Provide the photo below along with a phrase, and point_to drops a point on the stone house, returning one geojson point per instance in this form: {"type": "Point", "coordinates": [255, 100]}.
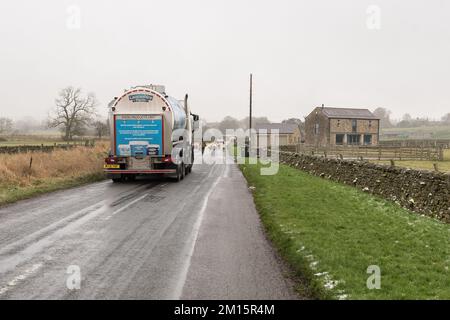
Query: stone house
{"type": "Point", "coordinates": [326, 126]}
{"type": "Point", "coordinates": [288, 133]}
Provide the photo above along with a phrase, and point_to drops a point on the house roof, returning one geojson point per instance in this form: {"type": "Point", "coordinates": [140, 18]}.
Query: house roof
{"type": "Point", "coordinates": [283, 128]}
{"type": "Point", "coordinates": [349, 113]}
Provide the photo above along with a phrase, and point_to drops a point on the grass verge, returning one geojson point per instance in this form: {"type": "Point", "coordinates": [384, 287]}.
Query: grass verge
{"type": "Point", "coordinates": [28, 174]}
{"type": "Point", "coordinates": [331, 233]}
{"type": "Point", "coordinates": [10, 194]}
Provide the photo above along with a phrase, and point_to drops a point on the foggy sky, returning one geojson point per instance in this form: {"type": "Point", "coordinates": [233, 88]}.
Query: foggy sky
{"type": "Point", "coordinates": [301, 53]}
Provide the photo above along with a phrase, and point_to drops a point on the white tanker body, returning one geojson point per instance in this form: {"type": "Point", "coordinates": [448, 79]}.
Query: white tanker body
{"type": "Point", "coordinates": [143, 121]}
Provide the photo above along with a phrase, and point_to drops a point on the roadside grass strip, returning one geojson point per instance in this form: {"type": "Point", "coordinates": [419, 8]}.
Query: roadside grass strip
{"type": "Point", "coordinates": [336, 236]}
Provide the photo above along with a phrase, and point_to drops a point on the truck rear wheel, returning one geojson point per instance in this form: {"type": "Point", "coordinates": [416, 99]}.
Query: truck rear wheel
{"type": "Point", "coordinates": [117, 180]}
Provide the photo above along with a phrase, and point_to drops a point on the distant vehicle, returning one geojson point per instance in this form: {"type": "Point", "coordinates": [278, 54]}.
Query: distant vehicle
{"type": "Point", "coordinates": [151, 133]}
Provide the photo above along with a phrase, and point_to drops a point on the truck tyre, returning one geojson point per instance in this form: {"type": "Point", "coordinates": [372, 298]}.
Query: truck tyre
{"type": "Point", "coordinates": [117, 180]}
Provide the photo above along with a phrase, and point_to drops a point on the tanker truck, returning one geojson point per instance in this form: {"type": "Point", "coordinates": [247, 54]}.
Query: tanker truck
{"type": "Point", "coordinates": [150, 133]}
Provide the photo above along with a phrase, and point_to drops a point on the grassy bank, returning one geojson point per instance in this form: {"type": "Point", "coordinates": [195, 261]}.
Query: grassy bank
{"type": "Point", "coordinates": [332, 233]}
{"type": "Point", "coordinates": [48, 171]}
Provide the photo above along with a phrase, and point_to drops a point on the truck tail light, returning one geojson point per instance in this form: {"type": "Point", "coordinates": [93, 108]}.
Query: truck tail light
{"type": "Point", "coordinates": [110, 160]}
{"type": "Point", "coordinates": [167, 159]}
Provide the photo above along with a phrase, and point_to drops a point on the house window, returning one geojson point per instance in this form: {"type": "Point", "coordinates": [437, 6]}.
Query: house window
{"type": "Point", "coordinates": [353, 139]}
{"type": "Point", "coordinates": [354, 123]}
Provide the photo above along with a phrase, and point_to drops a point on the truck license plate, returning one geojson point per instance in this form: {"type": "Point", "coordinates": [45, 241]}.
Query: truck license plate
{"type": "Point", "coordinates": [111, 166]}
{"type": "Point", "coordinates": [139, 164]}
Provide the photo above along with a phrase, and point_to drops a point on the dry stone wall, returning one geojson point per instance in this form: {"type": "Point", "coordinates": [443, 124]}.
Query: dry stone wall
{"type": "Point", "coordinates": [424, 192]}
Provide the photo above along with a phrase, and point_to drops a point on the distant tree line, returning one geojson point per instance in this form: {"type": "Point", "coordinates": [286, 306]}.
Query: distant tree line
{"type": "Point", "coordinates": [74, 115]}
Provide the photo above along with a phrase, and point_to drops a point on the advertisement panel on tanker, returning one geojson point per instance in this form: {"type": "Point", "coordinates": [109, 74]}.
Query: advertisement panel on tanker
{"type": "Point", "coordinates": [139, 135]}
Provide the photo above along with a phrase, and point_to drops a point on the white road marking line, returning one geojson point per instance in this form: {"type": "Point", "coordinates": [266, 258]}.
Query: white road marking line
{"type": "Point", "coordinates": [196, 228]}
{"type": "Point", "coordinates": [54, 226]}
{"type": "Point", "coordinates": [16, 280]}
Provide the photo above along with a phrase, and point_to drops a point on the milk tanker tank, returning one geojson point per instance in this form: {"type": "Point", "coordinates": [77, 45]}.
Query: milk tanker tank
{"type": "Point", "coordinates": [143, 121]}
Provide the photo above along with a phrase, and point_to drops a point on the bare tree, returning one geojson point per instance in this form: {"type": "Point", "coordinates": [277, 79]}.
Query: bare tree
{"type": "Point", "coordinates": [101, 128]}
{"type": "Point", "coordinates": [6, 125]}
{"type": "Point", "coordinates": [73, 112]}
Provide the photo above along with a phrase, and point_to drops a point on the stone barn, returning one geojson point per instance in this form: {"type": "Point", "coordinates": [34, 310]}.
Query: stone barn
{"type": "Point", "coordinates": [326, 126]}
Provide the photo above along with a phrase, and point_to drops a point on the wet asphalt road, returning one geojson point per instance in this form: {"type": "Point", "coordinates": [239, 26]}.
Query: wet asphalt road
{"type": "Point", "coordinates": [150, 239]}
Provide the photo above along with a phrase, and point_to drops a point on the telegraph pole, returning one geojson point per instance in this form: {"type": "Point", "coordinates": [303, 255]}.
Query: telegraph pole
{"type": "Point", "coordinates": [251, 98]}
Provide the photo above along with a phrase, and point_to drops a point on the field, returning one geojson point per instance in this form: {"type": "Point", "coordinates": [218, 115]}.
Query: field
{"type": "Point", "coordinates": [426, 132]}
{"type": "Point", "coordinates": [34, 140]}
{"type": "Point", "coordinates": [48, 171]}
{"type": "Point", "coordinates": [331, 233]}
{"type": "Point", "coordinates": [443, 166]}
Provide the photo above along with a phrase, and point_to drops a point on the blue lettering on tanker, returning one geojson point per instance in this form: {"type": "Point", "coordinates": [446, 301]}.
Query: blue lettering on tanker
{"type": "Point", "coordinates": [138, 137]}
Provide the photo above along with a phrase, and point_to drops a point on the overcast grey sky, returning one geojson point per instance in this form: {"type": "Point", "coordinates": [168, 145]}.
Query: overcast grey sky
{"type": "Point", "coordinates": [302, 54]}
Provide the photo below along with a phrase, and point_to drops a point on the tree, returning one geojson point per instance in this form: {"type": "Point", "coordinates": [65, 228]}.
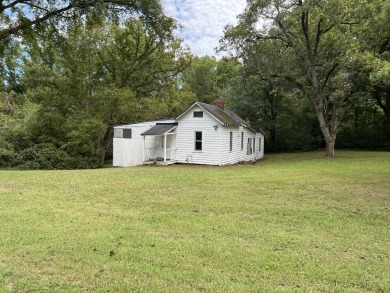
_____
● **AIM OF THE EXERCISE**: Write out only the lines that run from the line containing "Query: truck license plate" through the line containing "the distant tree", both included, exactly as they appear above.

● **SOLUTION FOR THIS EXERCISE**:
Query: truck license plate
{"type": "Point", "coordinates": [111, 166]}
{"type": "Point", "coordinates": [139, 164]}
Provide the photo above along with a phrase, and point_to drops a point on the dry stone wall, returning one geojson point per instance in this form: {"type": "Point", "coordinates": [443, 124]}.
Query: dry stone wall
{"type": "Point", "coordinates": [424, 192]}
Provide the photo above along with a phrase, and point_to drops a point on the distant tree line, returning one geojson point per instance in this form: {"type": "Point", "coordinates": [286, 306]}.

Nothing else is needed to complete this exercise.